-- begin Materials provided --
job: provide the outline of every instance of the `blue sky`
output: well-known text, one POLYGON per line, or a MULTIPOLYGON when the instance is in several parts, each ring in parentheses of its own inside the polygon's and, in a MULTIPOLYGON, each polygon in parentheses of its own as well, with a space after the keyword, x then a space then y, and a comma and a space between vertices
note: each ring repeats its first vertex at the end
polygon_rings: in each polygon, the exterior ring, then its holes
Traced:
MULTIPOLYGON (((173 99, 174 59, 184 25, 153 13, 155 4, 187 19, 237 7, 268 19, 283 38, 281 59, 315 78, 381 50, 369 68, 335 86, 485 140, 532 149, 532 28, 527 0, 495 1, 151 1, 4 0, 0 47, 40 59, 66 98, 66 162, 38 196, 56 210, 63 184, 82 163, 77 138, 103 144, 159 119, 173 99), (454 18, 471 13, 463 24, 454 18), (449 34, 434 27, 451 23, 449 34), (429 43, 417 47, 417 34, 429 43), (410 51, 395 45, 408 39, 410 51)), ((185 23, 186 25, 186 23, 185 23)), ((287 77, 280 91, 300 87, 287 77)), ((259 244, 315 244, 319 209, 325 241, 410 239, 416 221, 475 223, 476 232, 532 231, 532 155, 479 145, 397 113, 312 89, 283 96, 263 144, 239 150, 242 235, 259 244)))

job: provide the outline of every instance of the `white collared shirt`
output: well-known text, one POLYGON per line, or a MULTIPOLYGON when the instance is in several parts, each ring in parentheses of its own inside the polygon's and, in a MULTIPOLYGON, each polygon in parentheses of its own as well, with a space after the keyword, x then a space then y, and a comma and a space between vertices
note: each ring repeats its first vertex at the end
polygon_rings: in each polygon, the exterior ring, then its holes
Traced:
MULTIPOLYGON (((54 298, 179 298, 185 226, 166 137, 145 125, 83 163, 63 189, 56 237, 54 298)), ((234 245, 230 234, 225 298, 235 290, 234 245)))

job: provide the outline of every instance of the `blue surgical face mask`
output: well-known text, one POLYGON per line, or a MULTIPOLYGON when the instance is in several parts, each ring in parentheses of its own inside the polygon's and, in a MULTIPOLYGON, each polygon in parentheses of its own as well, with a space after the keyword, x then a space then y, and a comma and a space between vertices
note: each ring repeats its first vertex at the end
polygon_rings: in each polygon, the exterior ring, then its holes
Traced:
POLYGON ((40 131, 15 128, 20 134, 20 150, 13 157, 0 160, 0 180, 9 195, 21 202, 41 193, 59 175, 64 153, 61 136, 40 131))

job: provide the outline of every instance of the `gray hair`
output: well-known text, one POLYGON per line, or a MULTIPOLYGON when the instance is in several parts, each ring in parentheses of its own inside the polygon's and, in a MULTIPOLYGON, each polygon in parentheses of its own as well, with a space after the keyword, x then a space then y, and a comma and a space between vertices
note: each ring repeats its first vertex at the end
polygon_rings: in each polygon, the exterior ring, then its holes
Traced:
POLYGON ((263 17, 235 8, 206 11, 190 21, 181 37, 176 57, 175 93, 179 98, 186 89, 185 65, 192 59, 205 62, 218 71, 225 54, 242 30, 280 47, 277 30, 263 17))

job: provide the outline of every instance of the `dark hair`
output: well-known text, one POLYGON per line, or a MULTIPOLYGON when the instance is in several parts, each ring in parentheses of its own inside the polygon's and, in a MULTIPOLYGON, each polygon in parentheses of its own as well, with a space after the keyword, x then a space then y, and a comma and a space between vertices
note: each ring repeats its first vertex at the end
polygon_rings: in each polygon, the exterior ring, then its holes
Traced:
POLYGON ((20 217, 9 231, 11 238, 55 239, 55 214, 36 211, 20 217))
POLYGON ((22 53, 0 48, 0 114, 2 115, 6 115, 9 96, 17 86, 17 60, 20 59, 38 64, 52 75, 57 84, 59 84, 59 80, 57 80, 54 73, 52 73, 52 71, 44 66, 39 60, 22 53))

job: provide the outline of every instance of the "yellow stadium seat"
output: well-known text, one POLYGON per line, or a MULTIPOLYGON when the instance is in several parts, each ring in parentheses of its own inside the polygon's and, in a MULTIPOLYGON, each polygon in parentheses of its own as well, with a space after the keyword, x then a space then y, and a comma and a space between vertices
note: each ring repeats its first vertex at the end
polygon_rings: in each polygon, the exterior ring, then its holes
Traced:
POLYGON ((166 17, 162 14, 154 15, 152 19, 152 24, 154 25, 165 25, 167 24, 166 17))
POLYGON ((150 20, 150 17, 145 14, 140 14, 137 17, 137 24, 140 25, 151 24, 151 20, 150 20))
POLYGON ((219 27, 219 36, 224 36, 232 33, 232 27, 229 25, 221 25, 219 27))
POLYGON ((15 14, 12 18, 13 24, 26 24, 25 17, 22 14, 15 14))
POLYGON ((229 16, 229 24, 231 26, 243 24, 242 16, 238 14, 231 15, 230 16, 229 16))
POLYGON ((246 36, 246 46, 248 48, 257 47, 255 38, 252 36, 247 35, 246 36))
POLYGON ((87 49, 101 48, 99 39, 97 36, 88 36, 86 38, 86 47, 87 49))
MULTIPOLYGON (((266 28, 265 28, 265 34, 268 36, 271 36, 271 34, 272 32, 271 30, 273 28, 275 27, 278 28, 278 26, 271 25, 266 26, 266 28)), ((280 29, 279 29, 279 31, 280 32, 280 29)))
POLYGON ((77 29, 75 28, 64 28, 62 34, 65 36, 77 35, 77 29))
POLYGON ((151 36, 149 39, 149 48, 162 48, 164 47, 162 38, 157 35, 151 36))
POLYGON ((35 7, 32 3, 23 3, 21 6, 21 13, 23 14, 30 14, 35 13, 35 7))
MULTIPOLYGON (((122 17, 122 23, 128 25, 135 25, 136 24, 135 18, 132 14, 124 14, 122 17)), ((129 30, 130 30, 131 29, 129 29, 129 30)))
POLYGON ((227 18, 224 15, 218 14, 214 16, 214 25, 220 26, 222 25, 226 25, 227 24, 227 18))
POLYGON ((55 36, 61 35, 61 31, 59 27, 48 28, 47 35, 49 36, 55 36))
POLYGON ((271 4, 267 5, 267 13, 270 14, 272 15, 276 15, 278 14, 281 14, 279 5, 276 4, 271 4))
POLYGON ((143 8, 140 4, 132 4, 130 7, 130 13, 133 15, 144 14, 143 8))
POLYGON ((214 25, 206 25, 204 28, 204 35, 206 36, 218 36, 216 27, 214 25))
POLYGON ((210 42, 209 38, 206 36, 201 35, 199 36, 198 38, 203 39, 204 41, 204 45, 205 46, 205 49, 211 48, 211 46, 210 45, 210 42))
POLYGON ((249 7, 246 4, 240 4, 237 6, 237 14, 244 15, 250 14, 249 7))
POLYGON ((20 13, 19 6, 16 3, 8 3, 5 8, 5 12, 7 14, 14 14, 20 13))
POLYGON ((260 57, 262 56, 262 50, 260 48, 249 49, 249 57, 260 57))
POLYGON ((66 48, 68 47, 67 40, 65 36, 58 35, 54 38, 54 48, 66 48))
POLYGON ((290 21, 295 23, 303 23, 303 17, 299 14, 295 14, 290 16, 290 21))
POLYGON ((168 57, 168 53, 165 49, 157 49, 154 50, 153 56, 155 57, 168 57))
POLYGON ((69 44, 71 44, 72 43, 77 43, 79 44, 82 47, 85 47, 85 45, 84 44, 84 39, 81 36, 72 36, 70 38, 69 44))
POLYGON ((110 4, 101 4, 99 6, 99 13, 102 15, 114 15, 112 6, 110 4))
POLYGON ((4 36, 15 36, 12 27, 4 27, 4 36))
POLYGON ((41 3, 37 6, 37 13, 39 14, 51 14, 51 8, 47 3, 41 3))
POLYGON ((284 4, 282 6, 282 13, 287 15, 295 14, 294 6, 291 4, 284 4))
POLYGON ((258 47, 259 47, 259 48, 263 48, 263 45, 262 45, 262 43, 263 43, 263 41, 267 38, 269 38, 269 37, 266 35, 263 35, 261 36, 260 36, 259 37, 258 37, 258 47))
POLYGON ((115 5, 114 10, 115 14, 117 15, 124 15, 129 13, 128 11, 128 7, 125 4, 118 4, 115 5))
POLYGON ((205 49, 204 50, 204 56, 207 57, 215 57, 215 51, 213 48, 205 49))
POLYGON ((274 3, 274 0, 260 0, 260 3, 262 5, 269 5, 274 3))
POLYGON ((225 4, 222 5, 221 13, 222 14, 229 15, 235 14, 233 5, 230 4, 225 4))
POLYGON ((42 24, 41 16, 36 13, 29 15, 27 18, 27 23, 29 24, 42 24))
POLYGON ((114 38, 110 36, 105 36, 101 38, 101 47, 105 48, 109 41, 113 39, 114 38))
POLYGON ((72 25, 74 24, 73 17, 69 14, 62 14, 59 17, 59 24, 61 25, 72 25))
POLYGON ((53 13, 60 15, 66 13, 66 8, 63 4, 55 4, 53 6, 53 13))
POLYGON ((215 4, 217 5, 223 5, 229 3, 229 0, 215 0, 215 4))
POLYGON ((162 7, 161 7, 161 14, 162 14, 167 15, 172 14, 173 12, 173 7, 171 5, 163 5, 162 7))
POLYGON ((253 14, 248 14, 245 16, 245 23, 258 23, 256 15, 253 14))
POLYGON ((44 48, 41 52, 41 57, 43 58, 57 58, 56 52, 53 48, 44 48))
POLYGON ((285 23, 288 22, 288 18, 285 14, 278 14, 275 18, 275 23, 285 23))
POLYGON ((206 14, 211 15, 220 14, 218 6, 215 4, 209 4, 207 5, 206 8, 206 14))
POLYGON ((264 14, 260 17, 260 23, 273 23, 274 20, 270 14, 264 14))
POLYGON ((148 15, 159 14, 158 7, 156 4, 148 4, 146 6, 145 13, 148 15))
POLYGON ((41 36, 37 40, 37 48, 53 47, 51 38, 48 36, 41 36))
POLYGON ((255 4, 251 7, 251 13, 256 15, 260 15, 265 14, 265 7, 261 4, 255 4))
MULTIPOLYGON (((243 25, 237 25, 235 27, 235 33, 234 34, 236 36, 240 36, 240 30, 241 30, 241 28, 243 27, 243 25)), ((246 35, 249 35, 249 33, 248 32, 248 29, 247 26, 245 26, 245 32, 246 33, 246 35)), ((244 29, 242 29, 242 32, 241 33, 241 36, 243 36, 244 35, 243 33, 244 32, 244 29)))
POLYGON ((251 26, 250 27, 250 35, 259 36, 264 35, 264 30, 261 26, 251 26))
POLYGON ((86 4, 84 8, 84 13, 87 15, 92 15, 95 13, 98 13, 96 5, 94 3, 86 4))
-- end Materials provided --
§ Given task: Please copy out the items above word for word, starting at the first line and stopping after the line that contains "MULTIPOLYGON (((54 298, 179".

§ Solution to this task:
job: provide the outline of every instance of the `blue sky`
output: well-known text, one POLYGON per line, or a MULTIPOLYGON when the instance is in several parts, each ring in parentheses of its own inside the polygon's and, in a MULTIPOLYGON, each polygon in parentheses of its own as well, with a space after the keyword, x then a space then y, and a comma and a space between vertices
note: each ring repeats its first vertex at the end
polygon_rings: in each polygon, the exterior ring, then its holes
Traced:
MULTIPOLYGON (((173 99, 174 59, 184 25, 153 13, 155 4, 187 19, 237 7, 268 19, 283 38, 281 59, 315 78, 381 50, 369 68, 335 86, 485 140, 532 149, 532 28, 527 0, 495 1, 151 1, 4 0, 0 47, 40 59, 66 98, 66 162, 38 196, 56 210, 63 184, 82 163, 77 138, 103 144, 159 119, 173 99), (454 18, 471 13, 463 24, 454 18), (449 34, 434 27, 451 23, 449 34), (429 43, 417 47, 417 34, 429 43), (410 51, 395 45, 408 39, 410 51)), ((185 23, 186 25, 186 23, 185 23)), ((287 77, 280 91, 300 87, 287 77)), ((259 244, 315 244, 319 209, 325 241, 410 239, 416 221, 475 223, 476 232, 532 231, 532 155, 479 145, 397 113, 312 89, 283 96, 263 144, 239 150, 242 235, 259 244)))

job: provide the outline of every instance of the `white collared shirt`
output: well-known text, one POLYGON per line, or a MULTIPOLYGON when the instance is in several parts, each ring in parentheses of its own inside the polygon's and, in a MULTIPOLYGON, each polygon in parentheses of its own as well, with a space after the keyword, x then a space then y, and a comma and a space between vertices
note: each ring repeats its first vertex at the end
polygon_rings: in each polygon, the exterior ring, then its holes
Traced:
MULTIPOLYGON (((54 298, 179 298, 185 226, 166 137, 145 125, 83 163, 63 189, 56 237, 54 298)), ((234 245, 230 234, 225 298, 235 290, 234 245)))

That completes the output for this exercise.